What is required: Edit the data starting with the line that contains "Quality check round. The original labels for woman's eye" and continuing through the end. Put "sun hat" in place of "wide-brimmed hat" and leave everything else unchanged.

Exercise input:

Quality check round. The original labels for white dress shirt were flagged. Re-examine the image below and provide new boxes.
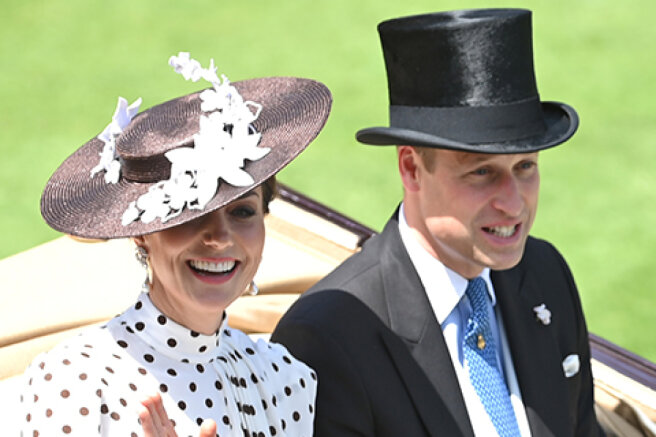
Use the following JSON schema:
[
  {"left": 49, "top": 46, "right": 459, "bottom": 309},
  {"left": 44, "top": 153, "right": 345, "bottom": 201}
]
[{"left": 399, "top": 204, "right": 531, "bottom": 437}]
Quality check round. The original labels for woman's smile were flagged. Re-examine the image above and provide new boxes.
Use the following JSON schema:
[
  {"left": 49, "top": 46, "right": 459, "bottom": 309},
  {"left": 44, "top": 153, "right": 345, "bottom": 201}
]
[{"left": 187, "top": 258, "right": 241, "bottom": 284}]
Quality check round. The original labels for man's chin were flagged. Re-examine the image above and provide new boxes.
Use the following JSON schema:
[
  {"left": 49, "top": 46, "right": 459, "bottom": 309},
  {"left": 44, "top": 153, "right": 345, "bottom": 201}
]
[{"left": 479, "top": 248, "right": 524, "bottom": 270}]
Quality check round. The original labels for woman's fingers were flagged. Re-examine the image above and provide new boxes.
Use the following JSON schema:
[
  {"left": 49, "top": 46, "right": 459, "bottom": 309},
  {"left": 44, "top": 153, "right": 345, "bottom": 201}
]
[
  {"left": 198, "top": 419, "right": 216, "bottom": 437},
  {"left": 139, "top": 393, "right": 177, "bottom": 437}
]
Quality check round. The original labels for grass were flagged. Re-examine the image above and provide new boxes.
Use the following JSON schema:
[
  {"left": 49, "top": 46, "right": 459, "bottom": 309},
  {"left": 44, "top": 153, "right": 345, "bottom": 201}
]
[{"left": 0, "top": 0, "right": 656, "bottom": 361}]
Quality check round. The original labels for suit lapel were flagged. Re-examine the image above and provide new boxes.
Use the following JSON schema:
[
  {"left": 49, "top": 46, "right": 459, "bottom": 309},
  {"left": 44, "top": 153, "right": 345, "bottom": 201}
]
[
  {"left": 380, "top": 218, "right": 473, "bottom": 436},
  {"left": 491, "top": 264, "right": 571, "bottom": 437}
]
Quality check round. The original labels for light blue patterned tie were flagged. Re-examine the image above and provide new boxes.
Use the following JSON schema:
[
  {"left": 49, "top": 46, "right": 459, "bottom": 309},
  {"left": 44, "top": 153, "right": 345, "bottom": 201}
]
[{"left": 462, "top": 277, "right": 520, "bottom": 437}]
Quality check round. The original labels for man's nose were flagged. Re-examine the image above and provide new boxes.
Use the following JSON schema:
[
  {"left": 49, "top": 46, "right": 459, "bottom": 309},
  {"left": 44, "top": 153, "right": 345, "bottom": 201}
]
[{"left": 492, "top": 175, "right": 524, "bottom": 217}]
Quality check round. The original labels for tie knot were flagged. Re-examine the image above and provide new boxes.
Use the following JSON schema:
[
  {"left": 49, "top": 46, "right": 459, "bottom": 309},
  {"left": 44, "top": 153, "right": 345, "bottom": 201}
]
[{"left": 465, "top": 276, "right": 487, "bottom": 315}]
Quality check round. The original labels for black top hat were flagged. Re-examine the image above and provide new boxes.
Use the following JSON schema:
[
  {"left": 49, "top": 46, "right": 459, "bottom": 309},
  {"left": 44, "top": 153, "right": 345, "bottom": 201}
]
[{"left": 356, "top": 9, "right": 578, "bottom": 153}]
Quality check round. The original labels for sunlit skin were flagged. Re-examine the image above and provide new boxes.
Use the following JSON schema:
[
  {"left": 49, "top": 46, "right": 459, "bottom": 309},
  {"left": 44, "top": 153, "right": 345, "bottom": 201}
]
[
  {"left": 135, "top": 187, "right": 265, "bottom": 334},
  {"left": 397, "top": 146, "right": 540, "bottom": 279}
]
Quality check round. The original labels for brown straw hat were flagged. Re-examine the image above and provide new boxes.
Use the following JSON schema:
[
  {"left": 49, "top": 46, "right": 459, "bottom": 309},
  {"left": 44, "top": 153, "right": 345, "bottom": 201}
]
[{"left": 41, "top": 55, "right": 332, "bottom": 239}]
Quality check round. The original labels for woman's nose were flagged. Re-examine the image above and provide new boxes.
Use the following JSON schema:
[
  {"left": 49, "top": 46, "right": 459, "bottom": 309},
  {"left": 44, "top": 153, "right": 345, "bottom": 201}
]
[{"left": 202, "top": 210, "right": 232, "bottom": 247}]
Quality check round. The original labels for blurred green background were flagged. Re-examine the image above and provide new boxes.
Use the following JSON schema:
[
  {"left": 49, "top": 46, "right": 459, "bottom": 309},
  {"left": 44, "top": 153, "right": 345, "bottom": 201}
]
[{"left": 0, "top": 0, "right": 656, "bottom": 361}]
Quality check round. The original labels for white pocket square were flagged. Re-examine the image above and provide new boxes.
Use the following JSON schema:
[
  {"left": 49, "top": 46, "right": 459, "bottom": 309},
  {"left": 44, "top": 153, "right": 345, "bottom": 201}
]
[{"left": 563, "top": 354, "right": 581, "bottom": 378}]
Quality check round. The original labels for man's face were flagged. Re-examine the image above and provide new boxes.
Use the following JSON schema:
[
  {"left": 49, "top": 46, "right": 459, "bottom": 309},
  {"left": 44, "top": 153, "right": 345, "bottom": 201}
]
[{"left": 400, "top": 146, "right": 540, "bottom": 278}]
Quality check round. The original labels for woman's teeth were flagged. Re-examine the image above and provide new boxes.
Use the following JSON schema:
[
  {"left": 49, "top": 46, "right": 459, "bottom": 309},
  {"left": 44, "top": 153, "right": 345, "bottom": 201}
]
[
  {"left": 189, "top": 260, "right": 236, "bottom": 273},
  {"left": 483, "top": 225, "right": 517, "bottom": 238}
]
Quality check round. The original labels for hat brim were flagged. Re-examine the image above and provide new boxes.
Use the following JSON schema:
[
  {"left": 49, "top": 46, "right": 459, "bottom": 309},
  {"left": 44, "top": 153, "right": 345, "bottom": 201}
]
[
  {"left": 356, "top": 102, "right": 579, "bottom": 154},
  {"left": 41, "top": 77, "right": 332, "bottom": 239}
]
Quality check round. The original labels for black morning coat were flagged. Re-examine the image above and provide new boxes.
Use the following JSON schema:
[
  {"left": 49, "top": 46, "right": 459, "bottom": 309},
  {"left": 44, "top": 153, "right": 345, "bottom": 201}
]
[{"left": 271, "top": 209, "right": 603, "bottom": 437}]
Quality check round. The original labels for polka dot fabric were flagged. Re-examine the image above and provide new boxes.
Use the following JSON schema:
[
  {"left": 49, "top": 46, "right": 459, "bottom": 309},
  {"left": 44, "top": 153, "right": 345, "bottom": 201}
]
[{"left": 21, "top": 294, "right": 317, "bottom": 437}]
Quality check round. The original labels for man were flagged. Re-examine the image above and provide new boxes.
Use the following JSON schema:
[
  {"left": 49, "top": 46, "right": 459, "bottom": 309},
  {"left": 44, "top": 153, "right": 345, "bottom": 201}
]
[{"left": 272, "top": 9, "right": 602, "bottom": 437}]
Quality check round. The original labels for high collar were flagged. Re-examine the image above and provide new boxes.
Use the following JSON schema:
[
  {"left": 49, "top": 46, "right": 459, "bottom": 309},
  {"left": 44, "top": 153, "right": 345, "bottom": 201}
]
[{"left": 119, "top": 293, "right": 230, "bottom": 363}]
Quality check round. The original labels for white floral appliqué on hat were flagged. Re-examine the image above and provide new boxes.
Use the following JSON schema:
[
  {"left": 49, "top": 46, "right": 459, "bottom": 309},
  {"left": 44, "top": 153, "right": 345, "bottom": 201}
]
[
  {"left": 92, "top": 52, "right": 271, "bottom": 226},
  {"left": 533, "top": 304, "right": 551, "bottom": 325},
  {"left": 91, "top": 97, "right": 141, "bottom": 184}
]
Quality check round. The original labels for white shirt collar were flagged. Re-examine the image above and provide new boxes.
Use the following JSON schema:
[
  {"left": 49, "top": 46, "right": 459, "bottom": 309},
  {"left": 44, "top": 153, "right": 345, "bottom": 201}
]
[{"left": 399, "top": 203, "right": 496, "bottom": 324}]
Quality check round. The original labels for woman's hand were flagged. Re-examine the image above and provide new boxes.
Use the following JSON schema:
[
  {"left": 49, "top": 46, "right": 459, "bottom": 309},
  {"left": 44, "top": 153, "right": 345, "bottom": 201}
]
[{"left": 139, "top": 393, "right": 216, "bottom": 437}]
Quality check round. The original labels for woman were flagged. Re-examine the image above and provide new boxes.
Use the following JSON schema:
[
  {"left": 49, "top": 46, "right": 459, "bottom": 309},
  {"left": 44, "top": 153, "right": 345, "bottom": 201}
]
[{"left": 21, "top": 53, "right": 331, "bottom": 437}]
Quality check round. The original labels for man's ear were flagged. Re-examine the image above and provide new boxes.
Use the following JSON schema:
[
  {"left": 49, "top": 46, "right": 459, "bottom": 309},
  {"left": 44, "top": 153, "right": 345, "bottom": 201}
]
[{"left": 396, "top": 146, "right": 423, "bottom": 192}]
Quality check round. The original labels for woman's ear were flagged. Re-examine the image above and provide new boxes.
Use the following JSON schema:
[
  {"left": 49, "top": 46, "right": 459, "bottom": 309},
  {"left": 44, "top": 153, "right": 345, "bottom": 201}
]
[
  {"left": 132, "top": 235, "right": 148, "bottom": 250},
  {"left": 396, "top": 146, "right": 423, "bottom": 192}
]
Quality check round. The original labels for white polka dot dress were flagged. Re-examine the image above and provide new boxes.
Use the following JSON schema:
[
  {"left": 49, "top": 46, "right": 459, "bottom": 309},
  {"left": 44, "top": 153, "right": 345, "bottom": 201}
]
[{"left": 21, "top": 294, "right": 317, "bottom": 437}]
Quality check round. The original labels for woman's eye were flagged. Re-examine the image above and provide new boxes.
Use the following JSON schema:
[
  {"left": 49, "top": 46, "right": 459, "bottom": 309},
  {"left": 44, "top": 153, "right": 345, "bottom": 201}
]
[{"left": 519, "top": 161, "right": 536, "bottom": 170}]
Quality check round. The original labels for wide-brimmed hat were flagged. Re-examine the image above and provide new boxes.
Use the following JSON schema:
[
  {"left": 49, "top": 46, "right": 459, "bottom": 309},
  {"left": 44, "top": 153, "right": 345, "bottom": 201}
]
[
  {"left": 41, "top": 53, "right": 332, "bottom": 239},
  {"left": 356, "top": 9, "right": 578, "bottom": 153}
]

Exercise output:
Quality check round. The original labels for woman's eye were flagged. Re-examine the image above and provide new boxes.
Use the following JSON schema:
[
  {"left": 49, "top": 46, "right": 459, "bottom": 309},
  {"left": 44, "top": 153, "right": 345, "bottom": 201}
]
[{"left": 519, "top": 161, "right": 536, "bottom": 170}]
Quality check round. The original labels for sun hat were flagged. Re-examine the image above and provide new boxes.
Use the following JSON schema:
[
  {"left": 49, "top": 46, "right": 459, "bottom": 309},
  {"left": 44, "top": 153, "right": 345, "bottom": 201}
]
[
  {"left": 41, "top": 53, "right": 332, "bottom": 239},
  {"left": 356, "top": 9, "right": 578, "bottom": 153}
]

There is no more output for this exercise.